Segment Start: DATA SHOWN

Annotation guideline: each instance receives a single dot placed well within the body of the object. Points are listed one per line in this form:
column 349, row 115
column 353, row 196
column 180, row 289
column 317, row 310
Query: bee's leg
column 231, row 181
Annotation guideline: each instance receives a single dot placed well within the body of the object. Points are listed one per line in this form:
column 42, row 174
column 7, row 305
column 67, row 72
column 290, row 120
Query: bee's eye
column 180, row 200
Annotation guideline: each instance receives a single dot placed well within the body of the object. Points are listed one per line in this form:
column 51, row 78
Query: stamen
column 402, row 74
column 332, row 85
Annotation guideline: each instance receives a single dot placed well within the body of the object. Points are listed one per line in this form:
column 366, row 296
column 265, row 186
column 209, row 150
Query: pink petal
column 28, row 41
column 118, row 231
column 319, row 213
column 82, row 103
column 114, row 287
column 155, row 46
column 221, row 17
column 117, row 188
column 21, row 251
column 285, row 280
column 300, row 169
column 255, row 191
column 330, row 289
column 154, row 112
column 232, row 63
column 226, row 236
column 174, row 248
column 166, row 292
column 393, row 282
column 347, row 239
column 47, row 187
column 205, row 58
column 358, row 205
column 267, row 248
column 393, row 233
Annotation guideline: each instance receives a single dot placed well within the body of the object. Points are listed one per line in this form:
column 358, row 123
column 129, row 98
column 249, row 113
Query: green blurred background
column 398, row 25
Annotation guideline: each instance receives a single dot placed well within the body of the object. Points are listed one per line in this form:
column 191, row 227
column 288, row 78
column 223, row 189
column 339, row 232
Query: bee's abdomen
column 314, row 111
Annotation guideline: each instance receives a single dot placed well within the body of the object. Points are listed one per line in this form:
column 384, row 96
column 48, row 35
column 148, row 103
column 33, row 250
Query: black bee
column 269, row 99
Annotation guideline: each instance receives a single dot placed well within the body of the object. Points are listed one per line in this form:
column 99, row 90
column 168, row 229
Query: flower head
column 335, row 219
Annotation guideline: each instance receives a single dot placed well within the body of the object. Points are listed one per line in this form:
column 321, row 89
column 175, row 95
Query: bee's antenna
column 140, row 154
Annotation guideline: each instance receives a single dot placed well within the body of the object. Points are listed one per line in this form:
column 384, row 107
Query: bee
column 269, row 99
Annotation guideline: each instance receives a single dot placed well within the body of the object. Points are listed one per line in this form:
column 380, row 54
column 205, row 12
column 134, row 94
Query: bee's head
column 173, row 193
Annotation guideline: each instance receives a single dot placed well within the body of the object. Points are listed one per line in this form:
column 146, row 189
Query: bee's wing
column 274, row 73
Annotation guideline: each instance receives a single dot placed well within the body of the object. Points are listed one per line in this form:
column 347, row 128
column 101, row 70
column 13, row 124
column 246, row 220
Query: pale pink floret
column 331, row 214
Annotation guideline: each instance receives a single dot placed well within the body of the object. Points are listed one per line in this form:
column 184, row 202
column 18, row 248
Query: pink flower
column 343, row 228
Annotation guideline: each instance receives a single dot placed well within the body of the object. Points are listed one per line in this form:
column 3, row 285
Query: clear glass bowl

Segment End: DATA SHOWN
Segment Start: DATA SHOWN

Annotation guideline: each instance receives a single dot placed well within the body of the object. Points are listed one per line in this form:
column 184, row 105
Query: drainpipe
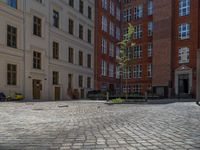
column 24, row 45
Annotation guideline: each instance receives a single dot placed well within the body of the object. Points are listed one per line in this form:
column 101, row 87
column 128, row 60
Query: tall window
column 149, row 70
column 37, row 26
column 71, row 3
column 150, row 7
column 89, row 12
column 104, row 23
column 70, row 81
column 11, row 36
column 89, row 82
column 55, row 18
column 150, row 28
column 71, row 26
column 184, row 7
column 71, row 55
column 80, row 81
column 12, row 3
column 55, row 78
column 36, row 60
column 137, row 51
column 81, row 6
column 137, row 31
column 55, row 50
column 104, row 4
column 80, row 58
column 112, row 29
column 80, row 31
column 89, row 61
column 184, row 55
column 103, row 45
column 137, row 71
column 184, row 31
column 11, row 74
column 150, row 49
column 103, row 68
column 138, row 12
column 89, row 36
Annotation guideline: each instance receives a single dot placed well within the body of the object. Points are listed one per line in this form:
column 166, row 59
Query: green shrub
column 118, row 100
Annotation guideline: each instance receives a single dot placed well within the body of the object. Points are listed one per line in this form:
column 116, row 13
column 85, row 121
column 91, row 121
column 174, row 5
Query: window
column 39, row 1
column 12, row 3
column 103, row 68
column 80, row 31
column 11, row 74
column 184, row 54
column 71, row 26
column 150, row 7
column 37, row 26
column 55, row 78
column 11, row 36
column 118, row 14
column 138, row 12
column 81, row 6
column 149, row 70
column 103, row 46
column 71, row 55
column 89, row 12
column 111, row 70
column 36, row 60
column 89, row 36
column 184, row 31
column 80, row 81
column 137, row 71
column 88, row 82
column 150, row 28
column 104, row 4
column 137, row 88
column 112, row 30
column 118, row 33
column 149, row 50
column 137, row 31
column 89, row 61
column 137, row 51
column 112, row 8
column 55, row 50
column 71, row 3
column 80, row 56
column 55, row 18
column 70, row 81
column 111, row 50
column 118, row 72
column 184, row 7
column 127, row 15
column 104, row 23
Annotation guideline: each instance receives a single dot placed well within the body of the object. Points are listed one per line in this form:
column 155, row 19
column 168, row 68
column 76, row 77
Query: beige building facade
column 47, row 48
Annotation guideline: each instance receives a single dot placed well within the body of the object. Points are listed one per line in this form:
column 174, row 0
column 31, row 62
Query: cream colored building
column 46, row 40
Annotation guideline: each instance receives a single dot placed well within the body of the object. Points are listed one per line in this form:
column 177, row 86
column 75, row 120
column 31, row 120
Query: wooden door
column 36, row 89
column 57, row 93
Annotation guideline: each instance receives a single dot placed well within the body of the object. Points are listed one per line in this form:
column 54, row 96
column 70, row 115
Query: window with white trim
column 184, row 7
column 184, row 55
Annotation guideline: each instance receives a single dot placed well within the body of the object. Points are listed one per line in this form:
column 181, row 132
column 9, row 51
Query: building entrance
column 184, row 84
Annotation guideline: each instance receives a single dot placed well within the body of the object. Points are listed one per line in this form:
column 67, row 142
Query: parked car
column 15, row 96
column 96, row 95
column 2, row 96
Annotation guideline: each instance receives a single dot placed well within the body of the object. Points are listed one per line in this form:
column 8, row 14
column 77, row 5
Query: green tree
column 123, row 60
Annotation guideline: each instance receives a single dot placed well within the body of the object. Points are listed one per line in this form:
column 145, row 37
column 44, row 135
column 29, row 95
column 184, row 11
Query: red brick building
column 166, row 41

Segment End: DATA SHOWN

> _YOUR OBJECTIVE_: Would you retype the lines above from the one with "column 129, row 98" down to the one with "column 148, row 103", word for word, both ends included and no other lines?

> _RESULT_:
column 129, row 98
column 249, row 113
Query: green blurred background
column 398, row 25
Annotation guideline: each instance receives a single dot placed well within the body of the object. Points are listed one per line in this form:
column 191, row 227
column 288, row 78
column 223, row 189
column 339, row 232
Query: bee's abdomen
column 314, row 111
Annotation guideline: each instance receives a single dot placed well within the body of the object. Points are listed one per line in this form:
column 384, row 96
column 48, row 35
column 148, row 103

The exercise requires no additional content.